**What you have to do**. Copy the entries below word for word, from the very first line through the line that contains "0 268 268 430", with both of those lines included.

#### Records for this task ####

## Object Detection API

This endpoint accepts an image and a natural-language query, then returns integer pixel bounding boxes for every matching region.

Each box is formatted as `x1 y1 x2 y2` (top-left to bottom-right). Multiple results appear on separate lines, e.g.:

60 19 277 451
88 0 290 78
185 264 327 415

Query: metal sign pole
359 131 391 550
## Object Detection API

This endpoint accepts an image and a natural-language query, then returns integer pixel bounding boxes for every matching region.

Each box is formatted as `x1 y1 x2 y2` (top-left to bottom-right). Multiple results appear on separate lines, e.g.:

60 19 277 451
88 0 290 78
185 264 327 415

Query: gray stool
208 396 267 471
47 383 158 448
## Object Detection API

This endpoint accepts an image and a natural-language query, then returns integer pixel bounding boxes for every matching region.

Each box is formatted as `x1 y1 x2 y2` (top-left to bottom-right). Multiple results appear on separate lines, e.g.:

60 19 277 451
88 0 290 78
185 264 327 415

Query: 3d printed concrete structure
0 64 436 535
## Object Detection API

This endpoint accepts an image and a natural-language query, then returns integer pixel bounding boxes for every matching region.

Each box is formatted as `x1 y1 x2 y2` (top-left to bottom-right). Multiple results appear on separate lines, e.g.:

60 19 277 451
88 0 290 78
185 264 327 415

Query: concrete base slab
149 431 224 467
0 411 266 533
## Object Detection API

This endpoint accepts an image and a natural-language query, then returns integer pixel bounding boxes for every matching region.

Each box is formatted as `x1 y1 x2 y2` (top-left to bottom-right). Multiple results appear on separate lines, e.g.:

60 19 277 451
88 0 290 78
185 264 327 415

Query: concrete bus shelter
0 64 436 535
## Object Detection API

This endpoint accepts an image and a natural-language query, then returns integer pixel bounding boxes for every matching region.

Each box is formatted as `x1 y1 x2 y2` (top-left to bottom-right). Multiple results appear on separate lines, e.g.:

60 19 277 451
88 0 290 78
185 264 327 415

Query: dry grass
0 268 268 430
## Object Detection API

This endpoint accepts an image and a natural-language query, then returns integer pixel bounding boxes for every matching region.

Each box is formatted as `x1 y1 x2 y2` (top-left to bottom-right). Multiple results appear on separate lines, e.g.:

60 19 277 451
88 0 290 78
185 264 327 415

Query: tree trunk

####

**Written reply**.
## Object Detection API

This endpoint accepts an image and a natural-language query, then returns integer pixel bounding boxes for every matching region.

Each box is formatted as `x1 y1 x2 y2` (top-left to bottom-right). Multiple results appear on separate lines, e.g.:

60 19 277 451
88 0 290 78
185 264 327 415

Query: metal sign pole
359 131 391 550
## Object Detection API

This endpoint accepts an image and a natural-language query, then returns integer pixel bounding boxes for every matching region.

Each box is formatted as `x1 y1 x2 y2` (top-left to bottom-right). Multiple results appear on separate lines, e.g.:

60 19 277 451
88 0 290 78
185 264 327 415

Query: gray stool
208 396 267 471
47 383 158 448
## Object Detection API

This endpoint accepts an image and a natural-language query, then returns integer pixel bounding boxes for every matching region.

Each box is formatted as `x1 y1 x2 y2` (top-left to bottom-right). Multiple results appear on separate lines, e.g.:

60 19 277 451
88 0 290 78
185 264 327 415

Query: 3d printed concrete structure
0 64 436 535
## Object Detection API

This endpoint accepts an image and a natural-language query, then returns integer pixel bounding boxes for every matching region.

Each box is formatted as `x1 y1 x2 y2` (top-left to bottom-right). Multiple results appear on separate lines, e.g.:

60 19 277 451
88 0 290 78
185 264 327 415

Query: concrete base slab
149 431 224 467
0 411 266 533
## Object Detection API

This endpoint accepts an image and a natural-language query, then returns integer pixel bounding boxes for every matching region.

Each box is formatted as `x1 y1 x2 y2` (top-left to bottom-right). Multiple results appear on separate lines, e.g.:

60 19 277 451
88 0 290 78
185 264 327 415

Query: concrete bus shelter
0 64 436 535
## Object Detection API

This endpoint accepts an image and a natural-language query, then returns integer pixel bounding boxes for every matching region.

Each box is formatted as `x1 y1 x2 y2` (top-left to bottom-right). Multiple results appear on separate lines, e.g.:

60 19 277 451
88 0 290 78
185 264 327 415

Query: dry grass
0 268 268 430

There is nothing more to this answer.